Data listing start

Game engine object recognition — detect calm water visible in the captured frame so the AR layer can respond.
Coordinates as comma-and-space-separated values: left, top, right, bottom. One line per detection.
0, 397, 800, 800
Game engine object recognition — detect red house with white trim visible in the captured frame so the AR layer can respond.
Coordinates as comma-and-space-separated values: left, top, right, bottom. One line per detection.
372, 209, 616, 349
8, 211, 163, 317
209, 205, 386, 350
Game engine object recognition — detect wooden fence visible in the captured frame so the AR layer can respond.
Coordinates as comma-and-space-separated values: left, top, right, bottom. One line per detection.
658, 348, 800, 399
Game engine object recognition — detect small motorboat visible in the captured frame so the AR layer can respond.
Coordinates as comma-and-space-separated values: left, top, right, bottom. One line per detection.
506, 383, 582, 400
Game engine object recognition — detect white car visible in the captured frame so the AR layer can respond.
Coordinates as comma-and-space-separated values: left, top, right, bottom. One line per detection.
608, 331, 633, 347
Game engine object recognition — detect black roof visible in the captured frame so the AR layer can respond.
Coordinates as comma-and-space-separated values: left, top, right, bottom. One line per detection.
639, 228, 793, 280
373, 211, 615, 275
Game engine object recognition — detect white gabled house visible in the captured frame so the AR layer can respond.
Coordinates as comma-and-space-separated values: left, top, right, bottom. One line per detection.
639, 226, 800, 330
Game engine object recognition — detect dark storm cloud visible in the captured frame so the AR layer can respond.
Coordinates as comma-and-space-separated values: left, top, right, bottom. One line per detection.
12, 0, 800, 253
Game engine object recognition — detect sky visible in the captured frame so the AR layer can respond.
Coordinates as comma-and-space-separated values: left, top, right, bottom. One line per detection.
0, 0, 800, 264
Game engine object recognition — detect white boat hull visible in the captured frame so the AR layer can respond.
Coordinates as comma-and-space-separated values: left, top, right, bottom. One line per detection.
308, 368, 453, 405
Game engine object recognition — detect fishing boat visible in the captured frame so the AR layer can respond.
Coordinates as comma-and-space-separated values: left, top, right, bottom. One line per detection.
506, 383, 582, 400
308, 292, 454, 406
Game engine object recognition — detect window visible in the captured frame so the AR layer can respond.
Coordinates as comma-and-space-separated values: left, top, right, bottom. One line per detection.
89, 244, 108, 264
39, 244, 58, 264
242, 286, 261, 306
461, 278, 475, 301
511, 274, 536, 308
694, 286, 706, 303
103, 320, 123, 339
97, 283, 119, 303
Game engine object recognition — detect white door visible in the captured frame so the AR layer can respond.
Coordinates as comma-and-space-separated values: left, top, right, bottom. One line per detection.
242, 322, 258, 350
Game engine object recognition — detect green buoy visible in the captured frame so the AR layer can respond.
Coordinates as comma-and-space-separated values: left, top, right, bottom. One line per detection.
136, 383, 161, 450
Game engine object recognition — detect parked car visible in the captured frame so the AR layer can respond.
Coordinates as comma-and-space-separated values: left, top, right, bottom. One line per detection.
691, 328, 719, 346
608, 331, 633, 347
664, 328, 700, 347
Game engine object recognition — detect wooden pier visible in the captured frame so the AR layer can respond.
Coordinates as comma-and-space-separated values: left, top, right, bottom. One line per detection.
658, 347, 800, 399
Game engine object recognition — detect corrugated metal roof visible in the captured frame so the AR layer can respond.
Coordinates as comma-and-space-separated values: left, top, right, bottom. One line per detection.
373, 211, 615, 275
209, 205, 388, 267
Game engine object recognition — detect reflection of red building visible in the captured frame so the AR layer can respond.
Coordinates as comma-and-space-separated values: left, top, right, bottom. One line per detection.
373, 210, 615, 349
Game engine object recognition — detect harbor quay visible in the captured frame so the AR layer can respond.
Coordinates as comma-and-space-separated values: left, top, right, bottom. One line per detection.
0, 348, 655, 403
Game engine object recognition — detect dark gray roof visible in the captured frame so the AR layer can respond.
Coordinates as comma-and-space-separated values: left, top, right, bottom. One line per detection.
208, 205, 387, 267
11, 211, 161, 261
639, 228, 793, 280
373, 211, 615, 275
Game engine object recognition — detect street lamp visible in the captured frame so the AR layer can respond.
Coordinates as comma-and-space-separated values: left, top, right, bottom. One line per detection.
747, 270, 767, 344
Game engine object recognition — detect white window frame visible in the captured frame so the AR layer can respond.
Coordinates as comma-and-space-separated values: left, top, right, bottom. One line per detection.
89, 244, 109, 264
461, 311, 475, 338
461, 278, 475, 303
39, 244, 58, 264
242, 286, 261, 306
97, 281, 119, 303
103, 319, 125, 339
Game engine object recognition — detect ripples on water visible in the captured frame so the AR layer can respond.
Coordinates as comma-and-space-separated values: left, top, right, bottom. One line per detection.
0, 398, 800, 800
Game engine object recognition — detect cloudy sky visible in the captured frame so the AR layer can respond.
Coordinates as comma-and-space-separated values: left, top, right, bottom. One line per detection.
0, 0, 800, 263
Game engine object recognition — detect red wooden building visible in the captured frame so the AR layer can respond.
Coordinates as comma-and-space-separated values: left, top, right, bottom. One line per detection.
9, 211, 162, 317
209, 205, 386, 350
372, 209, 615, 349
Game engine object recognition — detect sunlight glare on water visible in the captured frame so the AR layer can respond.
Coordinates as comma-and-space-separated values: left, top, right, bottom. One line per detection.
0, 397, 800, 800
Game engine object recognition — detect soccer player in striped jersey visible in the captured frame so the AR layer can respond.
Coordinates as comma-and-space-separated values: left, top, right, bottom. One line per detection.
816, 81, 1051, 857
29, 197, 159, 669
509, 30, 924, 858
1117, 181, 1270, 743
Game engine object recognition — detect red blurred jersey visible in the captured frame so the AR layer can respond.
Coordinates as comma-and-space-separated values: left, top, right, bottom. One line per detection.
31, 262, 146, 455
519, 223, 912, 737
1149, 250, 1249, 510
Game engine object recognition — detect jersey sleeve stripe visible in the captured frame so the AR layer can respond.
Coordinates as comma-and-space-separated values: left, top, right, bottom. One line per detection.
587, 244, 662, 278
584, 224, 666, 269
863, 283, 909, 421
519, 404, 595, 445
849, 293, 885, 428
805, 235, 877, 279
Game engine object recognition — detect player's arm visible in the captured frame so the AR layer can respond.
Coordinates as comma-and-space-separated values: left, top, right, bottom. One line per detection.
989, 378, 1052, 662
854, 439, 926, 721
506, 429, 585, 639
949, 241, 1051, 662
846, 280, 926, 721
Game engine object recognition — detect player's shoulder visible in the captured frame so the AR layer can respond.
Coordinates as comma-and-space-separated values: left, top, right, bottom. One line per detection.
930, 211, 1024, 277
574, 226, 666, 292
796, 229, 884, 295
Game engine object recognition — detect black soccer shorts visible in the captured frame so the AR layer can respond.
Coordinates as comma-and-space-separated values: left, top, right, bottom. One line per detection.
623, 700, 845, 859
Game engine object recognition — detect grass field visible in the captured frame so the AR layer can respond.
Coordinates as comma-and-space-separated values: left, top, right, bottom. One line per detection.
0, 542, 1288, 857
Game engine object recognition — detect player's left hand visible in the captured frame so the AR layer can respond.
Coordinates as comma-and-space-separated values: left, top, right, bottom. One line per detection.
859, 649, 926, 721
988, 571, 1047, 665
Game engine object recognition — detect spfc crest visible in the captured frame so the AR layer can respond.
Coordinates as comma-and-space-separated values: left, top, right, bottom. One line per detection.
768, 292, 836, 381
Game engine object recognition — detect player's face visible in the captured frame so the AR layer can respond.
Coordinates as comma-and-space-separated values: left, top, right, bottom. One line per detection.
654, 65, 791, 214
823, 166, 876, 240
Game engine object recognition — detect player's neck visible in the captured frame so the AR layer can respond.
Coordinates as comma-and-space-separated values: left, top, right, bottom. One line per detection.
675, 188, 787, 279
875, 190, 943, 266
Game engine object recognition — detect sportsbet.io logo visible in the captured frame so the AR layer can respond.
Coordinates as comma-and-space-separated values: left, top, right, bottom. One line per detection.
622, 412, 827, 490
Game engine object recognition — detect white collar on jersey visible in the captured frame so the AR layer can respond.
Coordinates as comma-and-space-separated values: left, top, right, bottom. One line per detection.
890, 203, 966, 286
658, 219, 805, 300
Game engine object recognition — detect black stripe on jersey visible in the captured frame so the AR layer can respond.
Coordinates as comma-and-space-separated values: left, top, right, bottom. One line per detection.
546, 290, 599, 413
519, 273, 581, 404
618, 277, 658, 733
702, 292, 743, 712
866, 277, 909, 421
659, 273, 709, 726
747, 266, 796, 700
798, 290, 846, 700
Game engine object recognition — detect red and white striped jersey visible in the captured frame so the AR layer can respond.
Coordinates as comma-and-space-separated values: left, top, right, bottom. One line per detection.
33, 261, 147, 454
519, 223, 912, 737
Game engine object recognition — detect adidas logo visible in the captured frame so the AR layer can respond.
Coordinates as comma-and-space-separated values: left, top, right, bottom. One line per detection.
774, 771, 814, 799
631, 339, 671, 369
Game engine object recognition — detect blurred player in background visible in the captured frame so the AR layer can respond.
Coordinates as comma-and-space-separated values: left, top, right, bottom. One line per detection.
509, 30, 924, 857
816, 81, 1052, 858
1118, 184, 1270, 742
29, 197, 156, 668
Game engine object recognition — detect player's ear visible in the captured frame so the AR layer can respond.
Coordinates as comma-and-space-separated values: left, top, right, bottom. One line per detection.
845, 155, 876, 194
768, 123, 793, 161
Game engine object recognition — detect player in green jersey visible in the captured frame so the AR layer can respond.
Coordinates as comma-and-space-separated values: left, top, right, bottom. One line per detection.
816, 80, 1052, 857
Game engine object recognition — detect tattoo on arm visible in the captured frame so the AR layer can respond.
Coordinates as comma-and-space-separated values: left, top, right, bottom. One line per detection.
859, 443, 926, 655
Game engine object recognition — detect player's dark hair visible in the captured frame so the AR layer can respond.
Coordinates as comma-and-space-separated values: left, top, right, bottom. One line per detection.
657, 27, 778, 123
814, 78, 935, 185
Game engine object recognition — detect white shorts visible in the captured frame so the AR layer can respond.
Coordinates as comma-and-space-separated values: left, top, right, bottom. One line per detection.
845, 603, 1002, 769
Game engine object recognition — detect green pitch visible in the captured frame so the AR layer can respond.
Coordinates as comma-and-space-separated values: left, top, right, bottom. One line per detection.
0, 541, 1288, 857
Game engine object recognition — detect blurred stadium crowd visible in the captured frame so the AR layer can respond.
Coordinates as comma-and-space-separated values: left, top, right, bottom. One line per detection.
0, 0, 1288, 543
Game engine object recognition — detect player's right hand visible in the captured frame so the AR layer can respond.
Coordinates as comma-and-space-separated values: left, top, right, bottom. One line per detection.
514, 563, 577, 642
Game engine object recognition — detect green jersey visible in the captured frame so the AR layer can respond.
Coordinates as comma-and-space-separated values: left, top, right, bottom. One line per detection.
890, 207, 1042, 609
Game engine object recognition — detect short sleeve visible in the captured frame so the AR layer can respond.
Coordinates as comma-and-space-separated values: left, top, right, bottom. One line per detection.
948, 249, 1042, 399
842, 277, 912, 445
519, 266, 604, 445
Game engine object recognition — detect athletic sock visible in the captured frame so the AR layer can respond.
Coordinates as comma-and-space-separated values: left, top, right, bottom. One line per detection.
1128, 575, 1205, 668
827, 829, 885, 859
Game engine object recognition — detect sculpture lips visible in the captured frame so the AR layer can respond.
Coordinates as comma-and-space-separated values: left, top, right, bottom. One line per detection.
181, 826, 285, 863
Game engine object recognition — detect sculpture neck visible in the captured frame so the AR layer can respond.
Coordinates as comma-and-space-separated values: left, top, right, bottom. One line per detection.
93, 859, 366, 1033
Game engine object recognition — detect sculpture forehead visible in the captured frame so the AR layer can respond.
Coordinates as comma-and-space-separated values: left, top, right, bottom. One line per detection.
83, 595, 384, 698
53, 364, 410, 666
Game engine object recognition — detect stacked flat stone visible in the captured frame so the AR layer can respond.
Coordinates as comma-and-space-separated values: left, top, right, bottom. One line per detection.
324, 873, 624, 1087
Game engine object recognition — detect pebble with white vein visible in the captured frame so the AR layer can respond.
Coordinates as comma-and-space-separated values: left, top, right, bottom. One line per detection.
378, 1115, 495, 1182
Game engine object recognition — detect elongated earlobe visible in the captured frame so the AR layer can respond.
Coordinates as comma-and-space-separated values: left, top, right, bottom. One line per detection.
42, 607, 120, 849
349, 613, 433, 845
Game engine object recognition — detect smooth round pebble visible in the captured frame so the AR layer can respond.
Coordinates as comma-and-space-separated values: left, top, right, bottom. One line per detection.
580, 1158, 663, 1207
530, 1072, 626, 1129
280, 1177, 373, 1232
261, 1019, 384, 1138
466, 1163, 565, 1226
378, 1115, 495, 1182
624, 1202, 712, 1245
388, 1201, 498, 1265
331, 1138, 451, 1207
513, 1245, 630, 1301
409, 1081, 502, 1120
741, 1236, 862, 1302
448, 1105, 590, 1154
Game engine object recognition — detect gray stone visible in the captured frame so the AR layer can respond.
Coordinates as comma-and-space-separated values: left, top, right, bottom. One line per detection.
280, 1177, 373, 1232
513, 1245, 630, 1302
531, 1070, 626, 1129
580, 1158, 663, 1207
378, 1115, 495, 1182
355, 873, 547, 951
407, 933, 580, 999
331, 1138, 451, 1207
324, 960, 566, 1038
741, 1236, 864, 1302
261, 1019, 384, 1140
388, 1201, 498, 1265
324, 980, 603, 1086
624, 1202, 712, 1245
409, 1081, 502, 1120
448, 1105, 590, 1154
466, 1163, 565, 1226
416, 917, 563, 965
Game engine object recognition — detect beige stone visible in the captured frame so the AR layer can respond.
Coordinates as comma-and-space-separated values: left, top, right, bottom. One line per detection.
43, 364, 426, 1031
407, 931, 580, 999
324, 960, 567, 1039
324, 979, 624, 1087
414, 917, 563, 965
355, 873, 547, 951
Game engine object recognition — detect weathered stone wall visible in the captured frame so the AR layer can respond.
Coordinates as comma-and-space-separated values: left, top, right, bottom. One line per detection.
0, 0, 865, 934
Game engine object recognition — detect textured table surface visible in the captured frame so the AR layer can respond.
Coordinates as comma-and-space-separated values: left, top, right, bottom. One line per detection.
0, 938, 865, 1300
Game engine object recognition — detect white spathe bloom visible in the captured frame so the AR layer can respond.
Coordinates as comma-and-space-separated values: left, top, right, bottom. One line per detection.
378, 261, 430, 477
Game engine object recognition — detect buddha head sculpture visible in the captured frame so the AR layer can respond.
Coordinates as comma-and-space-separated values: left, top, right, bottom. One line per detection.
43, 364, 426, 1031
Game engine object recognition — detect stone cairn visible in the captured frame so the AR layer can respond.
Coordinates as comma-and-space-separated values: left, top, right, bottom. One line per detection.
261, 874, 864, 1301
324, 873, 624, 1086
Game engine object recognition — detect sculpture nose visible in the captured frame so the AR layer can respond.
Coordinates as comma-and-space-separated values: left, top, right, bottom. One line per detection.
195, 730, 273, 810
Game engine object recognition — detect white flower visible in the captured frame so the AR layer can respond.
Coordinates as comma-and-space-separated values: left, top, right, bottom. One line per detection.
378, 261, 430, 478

Data listing end

*Given exercise*
Can you write out every line from the one containing "Game engine object recognition — detect player's ear" down to the one containing "816, 80, 1052, 857", both included, with each coordinate shifted up by 8?

*Response*
Game engine object recognition — detect player's ear visible in the captured frame so the AR layer can respond.
Coordinates as comma-and-space-separated values: left, top, right, bottom. One line per detection.
853, 163, 884, 202
776, 131, 801, 169
Game engine object recognition — detect player in green jersey visible in the captured frame so the AR layer can respond.
Coordinates as comma-and-space-separated values: left, top, right, bottom. One line per detection.
824, 88, 1060, 865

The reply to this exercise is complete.